Dataset rows on where objects appear
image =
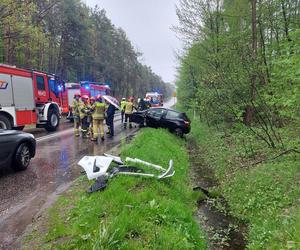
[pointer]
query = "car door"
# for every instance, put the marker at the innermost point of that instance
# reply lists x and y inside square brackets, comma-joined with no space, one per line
[7,146]
[172,120]
[154,117]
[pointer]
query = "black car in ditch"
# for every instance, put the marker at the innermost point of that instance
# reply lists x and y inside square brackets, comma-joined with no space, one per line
[175,121]
[16,149]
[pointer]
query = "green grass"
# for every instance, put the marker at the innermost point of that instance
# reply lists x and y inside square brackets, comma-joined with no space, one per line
[265,195]
[133,212]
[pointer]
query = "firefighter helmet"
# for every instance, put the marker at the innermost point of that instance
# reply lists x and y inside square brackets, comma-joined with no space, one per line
[85,98]
[99,97]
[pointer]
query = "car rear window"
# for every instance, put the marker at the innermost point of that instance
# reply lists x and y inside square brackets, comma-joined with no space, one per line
[173,115]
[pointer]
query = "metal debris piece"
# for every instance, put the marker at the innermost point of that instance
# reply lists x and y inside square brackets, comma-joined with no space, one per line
[97,167]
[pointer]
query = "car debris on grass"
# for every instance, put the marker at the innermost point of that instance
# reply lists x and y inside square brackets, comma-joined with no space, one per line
[103,168]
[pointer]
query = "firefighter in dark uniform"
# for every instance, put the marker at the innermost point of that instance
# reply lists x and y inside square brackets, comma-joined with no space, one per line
[98,113]
[84,111]
[123,103]
[76,113]
[90,115]
[128,112]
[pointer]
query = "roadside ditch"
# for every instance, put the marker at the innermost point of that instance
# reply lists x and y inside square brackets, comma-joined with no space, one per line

Exercise objective
Transcribe the material as is, with images omitted.

The solution
image =
[pointer]
query = "car door"
# for every instance, put the marker at the innermost point of that instance
# reply lists x and y inside square brackets, comma-joined with no space, one per line
[7,146]
[172,120]
[154,117]
[pointer]
query = "black car in ditch"
# for every instance, put the marker at the innermost point of that instance
# reply lists x and y inside square brackets, comma-joined with no space, one per line
[175,121]
[16,149]
[pointer]
query = "green grass"
# for every instance, put the marker at the innermost point of that instance
# reply lists x and y inside square brackets, comma-joined with no space, one per line
[265,195]
[133,212]
[pointer]
query = "firefighter helmet"
# for every instance, put the marker at the innermost point of that instance
# reply lists x and y inside square brackets, comma-joined with no space, one per line
[85,98]
[99,97]
[pointer]
query = "car rear window"
# for every instance, put the marker at the innermost point of that instance
# reply lists x and y inside square brackets, comma-joined with no space, one per line
[173,115]
[pointer]
query = "metal debris piece"
# for every instance, put the marker at the innermost point of that instance
# reply lists x and y inside square brackets, comma-joined with no space, one per line
[97,167]
[pointer]
query = "car debris on grass"
# for every instance, put the marker at the innermost point of that instance
# reply lists x and y inside square brackets, comma-joined with no space, one per line
[103,168]
[pointer]
query = "firefighter in dark uniform"
# for every instance, put the marker at the innermost point of that instance
# reply lists x and y inside square brackets, comma-joined with no space, one per line
[98,113]
[84,111]
[123,103]
[76,113]
[90,115]
[128,112]
[pointer]
query = "roadside ditch"
# for every instance, put the marker at the innermost point of that instance
# reply lists x and y inside square brackets, comma-joined with no space, one per line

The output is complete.